- **Input data**:

•••

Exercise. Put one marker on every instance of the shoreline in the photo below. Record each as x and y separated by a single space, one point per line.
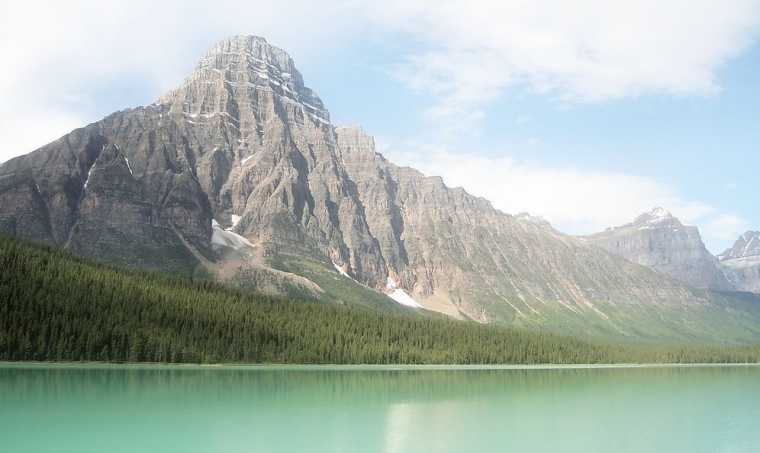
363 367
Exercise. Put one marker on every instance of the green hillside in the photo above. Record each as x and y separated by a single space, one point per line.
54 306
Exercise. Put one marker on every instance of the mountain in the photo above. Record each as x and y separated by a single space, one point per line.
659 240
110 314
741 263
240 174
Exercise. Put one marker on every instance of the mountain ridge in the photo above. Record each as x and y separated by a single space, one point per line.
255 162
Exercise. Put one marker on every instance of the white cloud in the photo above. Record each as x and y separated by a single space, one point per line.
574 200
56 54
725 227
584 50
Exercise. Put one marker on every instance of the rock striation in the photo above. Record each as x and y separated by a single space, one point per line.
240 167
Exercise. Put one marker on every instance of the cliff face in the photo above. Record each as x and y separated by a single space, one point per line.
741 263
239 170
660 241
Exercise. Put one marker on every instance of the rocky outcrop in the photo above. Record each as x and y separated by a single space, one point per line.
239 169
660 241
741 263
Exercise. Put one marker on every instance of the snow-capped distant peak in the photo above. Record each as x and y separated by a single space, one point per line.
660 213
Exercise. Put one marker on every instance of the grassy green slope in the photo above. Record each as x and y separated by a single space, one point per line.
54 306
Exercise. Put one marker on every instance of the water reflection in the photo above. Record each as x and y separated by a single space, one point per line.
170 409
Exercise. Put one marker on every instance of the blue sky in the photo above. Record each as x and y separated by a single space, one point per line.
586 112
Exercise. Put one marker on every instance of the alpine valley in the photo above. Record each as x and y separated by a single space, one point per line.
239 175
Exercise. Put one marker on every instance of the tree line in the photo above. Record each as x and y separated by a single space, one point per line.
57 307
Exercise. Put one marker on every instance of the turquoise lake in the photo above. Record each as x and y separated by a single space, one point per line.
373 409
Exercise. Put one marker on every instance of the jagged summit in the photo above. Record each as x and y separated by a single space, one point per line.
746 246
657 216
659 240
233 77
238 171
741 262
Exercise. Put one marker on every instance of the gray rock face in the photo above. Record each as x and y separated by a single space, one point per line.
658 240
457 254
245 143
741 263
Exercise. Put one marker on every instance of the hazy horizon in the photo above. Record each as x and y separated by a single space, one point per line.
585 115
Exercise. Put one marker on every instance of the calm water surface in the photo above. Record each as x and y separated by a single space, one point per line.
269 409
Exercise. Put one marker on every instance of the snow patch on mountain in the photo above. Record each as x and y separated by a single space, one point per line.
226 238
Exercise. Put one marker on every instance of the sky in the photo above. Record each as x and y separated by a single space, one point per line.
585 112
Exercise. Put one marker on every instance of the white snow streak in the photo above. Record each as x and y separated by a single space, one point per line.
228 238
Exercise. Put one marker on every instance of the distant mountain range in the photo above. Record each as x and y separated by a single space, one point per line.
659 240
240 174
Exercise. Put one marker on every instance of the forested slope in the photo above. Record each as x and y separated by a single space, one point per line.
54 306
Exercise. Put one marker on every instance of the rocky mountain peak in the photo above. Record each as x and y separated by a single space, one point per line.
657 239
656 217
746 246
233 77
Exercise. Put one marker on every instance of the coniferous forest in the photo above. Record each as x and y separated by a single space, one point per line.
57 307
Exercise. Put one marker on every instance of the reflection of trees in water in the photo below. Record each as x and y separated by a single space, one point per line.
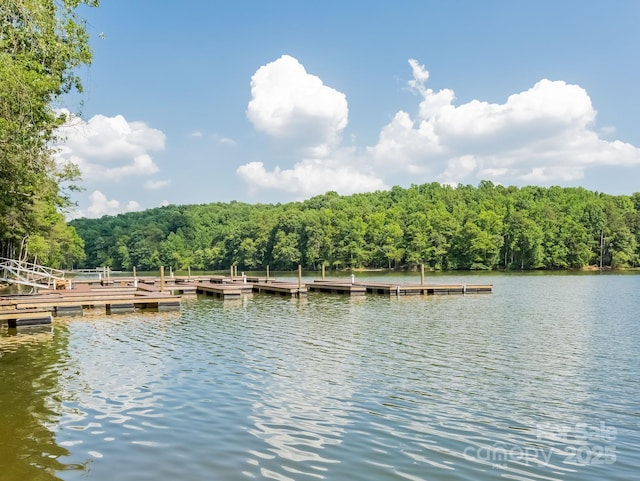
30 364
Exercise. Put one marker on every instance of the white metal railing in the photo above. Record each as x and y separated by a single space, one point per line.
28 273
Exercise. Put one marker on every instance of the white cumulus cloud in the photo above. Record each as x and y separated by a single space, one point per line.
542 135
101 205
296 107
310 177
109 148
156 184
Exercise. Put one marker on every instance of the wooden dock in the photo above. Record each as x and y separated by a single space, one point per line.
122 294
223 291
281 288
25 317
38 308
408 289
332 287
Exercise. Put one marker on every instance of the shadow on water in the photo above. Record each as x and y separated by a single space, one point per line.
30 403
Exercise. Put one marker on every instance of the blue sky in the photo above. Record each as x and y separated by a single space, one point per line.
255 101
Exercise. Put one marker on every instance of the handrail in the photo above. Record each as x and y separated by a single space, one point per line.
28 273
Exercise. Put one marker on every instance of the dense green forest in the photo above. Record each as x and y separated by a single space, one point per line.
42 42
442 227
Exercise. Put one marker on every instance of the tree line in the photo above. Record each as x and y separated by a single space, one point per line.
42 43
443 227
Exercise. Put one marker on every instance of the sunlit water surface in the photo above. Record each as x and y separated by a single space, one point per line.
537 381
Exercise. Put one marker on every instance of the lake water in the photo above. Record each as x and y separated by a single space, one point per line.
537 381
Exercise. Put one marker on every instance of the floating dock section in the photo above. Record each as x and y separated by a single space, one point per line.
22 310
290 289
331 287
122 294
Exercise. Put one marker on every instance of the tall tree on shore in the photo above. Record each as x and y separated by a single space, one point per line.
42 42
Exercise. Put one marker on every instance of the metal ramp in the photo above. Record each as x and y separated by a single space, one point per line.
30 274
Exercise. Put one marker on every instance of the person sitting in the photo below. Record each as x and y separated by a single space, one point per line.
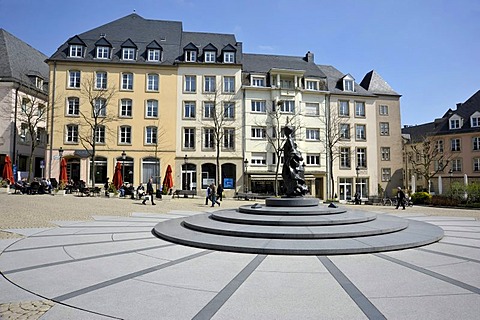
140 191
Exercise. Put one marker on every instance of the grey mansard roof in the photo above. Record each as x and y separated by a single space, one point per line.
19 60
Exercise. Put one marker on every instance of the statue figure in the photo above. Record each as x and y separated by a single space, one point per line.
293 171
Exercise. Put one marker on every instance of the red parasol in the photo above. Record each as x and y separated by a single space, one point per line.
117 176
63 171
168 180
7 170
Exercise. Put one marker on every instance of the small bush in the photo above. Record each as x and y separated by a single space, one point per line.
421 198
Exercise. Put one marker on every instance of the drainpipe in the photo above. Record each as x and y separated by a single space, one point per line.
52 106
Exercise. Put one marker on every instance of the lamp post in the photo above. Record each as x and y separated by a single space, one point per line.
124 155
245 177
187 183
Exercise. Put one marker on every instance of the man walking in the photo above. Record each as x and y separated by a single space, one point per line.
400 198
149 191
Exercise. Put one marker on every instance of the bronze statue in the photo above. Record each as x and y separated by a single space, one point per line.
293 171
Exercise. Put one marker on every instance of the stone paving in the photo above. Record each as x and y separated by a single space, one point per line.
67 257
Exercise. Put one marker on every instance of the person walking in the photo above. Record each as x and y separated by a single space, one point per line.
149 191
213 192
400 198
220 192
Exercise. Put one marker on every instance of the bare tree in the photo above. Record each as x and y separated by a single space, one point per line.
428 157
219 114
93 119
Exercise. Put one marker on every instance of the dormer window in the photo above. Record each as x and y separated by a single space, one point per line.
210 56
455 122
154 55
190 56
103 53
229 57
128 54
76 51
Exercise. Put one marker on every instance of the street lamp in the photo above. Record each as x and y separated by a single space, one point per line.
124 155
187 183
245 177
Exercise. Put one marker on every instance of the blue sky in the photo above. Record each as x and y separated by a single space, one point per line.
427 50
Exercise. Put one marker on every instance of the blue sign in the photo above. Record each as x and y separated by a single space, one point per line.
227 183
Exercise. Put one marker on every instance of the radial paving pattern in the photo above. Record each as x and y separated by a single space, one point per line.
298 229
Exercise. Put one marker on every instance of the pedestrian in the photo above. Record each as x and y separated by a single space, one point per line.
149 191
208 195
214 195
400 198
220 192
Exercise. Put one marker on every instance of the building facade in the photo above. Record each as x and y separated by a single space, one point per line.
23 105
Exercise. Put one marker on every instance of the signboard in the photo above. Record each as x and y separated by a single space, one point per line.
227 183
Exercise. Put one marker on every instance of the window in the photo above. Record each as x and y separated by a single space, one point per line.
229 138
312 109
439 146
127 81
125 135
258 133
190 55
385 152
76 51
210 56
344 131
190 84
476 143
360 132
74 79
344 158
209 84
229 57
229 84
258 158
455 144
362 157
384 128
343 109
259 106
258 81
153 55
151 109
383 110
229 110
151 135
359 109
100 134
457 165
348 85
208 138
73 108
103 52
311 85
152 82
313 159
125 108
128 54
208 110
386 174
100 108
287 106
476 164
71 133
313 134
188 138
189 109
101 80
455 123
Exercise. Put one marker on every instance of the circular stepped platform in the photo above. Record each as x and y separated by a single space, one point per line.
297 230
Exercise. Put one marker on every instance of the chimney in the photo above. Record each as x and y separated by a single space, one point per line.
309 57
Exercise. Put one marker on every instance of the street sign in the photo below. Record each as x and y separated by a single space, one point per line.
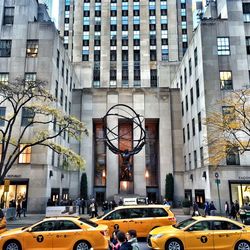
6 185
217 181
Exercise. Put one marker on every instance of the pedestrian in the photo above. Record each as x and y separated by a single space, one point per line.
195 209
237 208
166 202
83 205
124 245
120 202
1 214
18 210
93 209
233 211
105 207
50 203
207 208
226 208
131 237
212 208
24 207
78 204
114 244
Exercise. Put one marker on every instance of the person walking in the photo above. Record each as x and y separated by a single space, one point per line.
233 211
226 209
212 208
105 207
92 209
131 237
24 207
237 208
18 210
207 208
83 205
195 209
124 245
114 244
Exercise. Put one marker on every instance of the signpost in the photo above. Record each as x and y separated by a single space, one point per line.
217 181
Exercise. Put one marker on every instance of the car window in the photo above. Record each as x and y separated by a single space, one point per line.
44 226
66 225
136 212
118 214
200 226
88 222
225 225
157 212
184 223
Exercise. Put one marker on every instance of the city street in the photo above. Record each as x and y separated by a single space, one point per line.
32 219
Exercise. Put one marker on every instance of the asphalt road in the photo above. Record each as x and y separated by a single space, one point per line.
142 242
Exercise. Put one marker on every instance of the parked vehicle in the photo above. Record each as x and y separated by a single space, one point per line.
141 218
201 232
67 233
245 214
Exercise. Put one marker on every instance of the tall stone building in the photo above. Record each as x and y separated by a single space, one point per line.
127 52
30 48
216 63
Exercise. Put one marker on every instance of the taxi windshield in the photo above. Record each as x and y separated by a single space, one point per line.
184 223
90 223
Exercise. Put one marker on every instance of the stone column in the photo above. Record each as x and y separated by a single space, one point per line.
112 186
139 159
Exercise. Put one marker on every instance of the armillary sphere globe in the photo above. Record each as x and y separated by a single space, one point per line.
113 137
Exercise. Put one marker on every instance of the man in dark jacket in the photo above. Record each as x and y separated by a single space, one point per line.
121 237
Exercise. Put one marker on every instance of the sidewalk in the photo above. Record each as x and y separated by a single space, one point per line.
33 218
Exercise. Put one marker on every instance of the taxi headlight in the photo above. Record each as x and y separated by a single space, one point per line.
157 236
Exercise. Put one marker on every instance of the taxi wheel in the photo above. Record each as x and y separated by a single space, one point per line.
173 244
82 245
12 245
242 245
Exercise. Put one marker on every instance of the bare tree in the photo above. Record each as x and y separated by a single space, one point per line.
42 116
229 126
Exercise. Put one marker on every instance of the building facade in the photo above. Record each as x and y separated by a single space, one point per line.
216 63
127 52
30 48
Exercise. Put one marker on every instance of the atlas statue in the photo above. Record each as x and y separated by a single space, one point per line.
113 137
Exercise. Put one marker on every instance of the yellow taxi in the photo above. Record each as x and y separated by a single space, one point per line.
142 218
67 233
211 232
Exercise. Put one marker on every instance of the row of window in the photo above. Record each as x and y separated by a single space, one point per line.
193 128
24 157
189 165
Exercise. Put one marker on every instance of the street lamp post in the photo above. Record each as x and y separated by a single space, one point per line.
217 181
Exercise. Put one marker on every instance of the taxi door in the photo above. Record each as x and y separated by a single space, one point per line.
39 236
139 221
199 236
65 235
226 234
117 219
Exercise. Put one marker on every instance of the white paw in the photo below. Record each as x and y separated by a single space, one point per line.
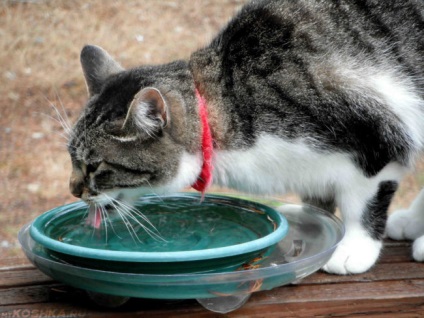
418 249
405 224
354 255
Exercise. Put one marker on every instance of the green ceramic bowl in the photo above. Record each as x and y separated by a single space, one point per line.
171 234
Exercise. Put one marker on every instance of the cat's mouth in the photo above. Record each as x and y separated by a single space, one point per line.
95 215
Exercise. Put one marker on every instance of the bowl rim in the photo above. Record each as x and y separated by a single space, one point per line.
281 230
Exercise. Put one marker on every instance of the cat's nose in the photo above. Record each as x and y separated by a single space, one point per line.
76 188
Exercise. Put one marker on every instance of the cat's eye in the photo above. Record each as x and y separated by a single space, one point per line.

•••

- **Do this**:
Copy exactly the lines from the line containing "Exercise. Put one marker on every instance of the atlas" through the last line of the records above, both included, and leave out any pictures.

- **Exercise response**:
Exercise. Put one marker on every instance of the atlas statue in the photo above. Record each as x and y separated by a single space, one point per line.
113 137
Exercise. Put one marker on every instance of the yellow taxi in the photo above. Record each as x and y separated by a single space, one point per line.
142 218
67 233
211 232
Exercise. Put one marker on every instance of the row of window in the photo above. Record each as x and y separated by a single space, one point per line.
193 128
24 157
189 165
Exercise. Put one marker on every instance of the street lamp post in the photo above. Record each as x and y separated by a single space, one point per line.
217 181
Exercise. Put one marker on every instance of the taxi door in the photo above. Record each as x and y separated by a single space, one point per line.
39 236
139 221
199 236
65 235
226 234
117 219
Exercise. Put one marker on every instance of the white paw in the photo below. Record each as x and y separated by a single space, one point per line.
418 249
405 224
354 255
Exercise. Put one marker on every instance of the green ceramic bowl in the photo above. Record each as x and y separated by a single space, one point per line.
171 234
Exercise. Put one marker on every instance of the cat's mouth in the photo above. Record each as x and y separated by a single space, one point per line.
95 215
Exercise. Put one marker on every instance of the bowl rim in the photo above. Record each as x and y separated by a single space, one point per line.
281 230
Exercise. Put one marker on every instance of the cat's nose in the photo above. Record each as x and y separated by a single space, one point per line.
76 188
Exercise. Put one marker on every instance of the cat's eye in the photo above. Record each as x and y separated by a single space, one point per line.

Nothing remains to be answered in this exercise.